**Record set**
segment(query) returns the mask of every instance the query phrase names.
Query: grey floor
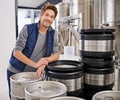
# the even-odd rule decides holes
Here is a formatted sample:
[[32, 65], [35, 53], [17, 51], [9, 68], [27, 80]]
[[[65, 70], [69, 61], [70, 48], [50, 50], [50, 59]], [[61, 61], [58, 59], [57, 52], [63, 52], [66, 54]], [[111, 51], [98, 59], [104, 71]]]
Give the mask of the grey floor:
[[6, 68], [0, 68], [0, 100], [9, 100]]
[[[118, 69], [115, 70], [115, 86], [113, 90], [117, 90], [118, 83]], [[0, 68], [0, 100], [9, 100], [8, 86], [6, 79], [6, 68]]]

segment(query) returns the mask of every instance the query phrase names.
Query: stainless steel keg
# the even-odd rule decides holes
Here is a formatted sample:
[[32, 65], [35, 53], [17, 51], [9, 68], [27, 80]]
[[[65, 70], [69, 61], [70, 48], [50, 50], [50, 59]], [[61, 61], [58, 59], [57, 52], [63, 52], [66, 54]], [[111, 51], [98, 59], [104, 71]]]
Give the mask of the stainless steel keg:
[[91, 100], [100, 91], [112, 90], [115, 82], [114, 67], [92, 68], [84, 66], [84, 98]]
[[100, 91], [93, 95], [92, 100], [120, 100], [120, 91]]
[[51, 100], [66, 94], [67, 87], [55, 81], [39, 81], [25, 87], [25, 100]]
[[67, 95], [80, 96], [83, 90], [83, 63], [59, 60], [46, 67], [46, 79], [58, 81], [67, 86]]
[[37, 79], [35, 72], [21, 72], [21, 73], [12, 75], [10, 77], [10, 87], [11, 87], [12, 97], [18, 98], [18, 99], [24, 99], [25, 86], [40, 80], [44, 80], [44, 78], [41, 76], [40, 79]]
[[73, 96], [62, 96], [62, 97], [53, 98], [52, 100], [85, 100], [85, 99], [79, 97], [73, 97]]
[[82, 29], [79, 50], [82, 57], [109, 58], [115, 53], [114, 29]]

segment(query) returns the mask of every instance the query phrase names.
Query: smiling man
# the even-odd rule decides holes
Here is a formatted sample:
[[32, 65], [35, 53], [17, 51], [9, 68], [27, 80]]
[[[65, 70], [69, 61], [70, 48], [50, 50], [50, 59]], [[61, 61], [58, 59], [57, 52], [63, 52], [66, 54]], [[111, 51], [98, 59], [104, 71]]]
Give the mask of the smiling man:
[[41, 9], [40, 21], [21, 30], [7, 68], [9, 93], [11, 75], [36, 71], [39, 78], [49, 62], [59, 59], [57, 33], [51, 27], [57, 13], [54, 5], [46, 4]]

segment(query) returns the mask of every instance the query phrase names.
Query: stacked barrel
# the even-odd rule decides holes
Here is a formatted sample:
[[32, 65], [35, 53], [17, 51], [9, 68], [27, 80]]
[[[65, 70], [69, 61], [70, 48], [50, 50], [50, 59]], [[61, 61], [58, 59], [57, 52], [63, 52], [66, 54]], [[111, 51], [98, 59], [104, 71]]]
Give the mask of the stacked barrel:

**The exercise**
Please filter the items above and copy every line that holds the word "stainless".

**Reply**
Query: stainless steel keg
Give the mask of the stainless steel keg:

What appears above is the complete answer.